-- Start of Text shown --

Author

admin

Browsing

American-based Waldan has added a trio of eye-catching pastel-dialed models to its Heritage Professional series of dressy, 40mm quartz-powered steel watches.

Offered as limited edition of 100 pieces in each of three colors, the new Waldan Bright Pastel series retains the high-value allure of the Heritage Professional line, but now adds a colorful twist with a choice of pink, yellow or light blue dials.

The three Waldan Heritage Professional Bright Pastel models.

The new series also underscores its fashionable mission with the advent of interchangeable contrast-stitched Elbamatt leather straps, now with quick release spring bars.

Each strap is equipped with a quick-release spring bar for easy mix and match options. Additional straps are $30.

-- End of Text shown --
-- Start of Items --

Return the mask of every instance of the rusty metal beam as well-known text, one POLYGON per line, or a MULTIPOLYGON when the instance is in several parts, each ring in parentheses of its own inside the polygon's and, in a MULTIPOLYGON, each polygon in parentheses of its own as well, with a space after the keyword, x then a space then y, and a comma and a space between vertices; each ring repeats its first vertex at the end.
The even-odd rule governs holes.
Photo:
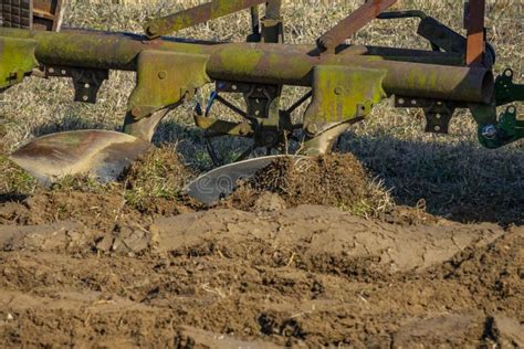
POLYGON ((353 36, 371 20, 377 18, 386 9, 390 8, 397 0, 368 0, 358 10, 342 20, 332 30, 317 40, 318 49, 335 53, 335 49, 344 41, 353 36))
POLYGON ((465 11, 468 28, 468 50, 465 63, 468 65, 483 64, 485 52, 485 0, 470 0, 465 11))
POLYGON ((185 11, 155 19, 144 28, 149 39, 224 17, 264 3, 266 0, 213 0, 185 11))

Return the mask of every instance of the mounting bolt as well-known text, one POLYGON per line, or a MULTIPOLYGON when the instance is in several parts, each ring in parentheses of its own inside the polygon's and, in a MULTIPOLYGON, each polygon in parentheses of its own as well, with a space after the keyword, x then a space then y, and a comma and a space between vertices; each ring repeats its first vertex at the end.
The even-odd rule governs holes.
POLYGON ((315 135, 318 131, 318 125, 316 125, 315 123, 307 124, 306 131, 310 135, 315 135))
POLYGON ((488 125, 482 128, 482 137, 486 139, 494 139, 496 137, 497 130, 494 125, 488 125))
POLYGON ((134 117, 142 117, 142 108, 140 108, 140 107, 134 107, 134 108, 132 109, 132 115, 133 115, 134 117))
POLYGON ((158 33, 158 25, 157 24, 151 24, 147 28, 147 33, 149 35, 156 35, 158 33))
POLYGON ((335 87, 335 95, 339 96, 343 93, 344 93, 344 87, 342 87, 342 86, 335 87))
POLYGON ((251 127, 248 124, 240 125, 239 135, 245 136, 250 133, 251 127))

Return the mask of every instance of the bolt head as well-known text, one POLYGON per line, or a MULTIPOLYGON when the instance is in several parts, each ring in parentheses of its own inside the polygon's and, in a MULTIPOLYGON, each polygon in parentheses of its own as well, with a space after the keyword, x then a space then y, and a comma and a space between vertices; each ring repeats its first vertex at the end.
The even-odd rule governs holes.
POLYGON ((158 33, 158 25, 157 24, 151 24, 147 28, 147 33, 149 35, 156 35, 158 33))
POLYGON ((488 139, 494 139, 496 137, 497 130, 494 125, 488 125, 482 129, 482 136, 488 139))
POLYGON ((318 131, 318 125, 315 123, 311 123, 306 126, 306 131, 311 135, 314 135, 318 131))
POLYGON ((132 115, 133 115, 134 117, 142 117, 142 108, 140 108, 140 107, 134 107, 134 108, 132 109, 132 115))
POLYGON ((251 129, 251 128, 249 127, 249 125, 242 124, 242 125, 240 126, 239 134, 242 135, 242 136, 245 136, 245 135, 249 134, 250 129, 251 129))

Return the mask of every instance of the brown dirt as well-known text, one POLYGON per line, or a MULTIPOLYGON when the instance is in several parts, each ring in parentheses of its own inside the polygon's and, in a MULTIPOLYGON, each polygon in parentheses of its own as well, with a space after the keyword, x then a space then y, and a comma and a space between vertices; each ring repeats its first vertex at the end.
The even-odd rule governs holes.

-- End of Items --

— Things to do —
(A) In the watch article, how many pieces are offered in each color?
(B) Do these statements agree with the watch article? (i) The watches are 40mm, quartz-powered and made of steel. (ii) One of the dial colors offered is green. (iii) Additional straps cost $50.
(C) Please write the next part of the article on the Waldan pastel watches, picking up after its final sentence.

— Answers below —
(A) 100 pieces in each of the three colors.

(B)
(i) Yes: "40mm quartz-powered steel watches."
(ii) No: "a choice of pink, yellow or light blue dials."
(iii) No: "Additional straps are $30."

(C)
Hand crafted in Italy, these straps add a matching finish to any watch in the series, and present the wearer with the option of purchasing additional straps to mix and match as desired. The straps are $30 and available from the Waldan website.

Waldan continues to power each watch in the series with an all-metal American- made Ameriquartz Caliber 70200 movement. Fine Timepiece Solutions, the Arizona-based manufacturer of the Ameriquartz movements, guarantees that its all-metal calibers are defect-free for a full five years. Price: $299.

 

Specifications: Waldan Heritage Professional Bright Pastel

(Three colors, each limited to 100 pieces)

Movement: American-made Ameriquartz caliber 70200 quartz movement, all metal, hand made, assembled and tested individually in the United States. Fully serviceable and warrantied for five years.

Dial: Canary Yellow, Sky Blue or Blush Pink with white applied Arabic numerals, steel hands, white outer dial rim with applied SuperLuminova plots. Sunken and diamond-cut subdial above 6pm for sub-seconds register with small red hand. Signed ‘Waldan, New York,’ ‘AMERIQUARTZ’ and ‘USA MOVT’.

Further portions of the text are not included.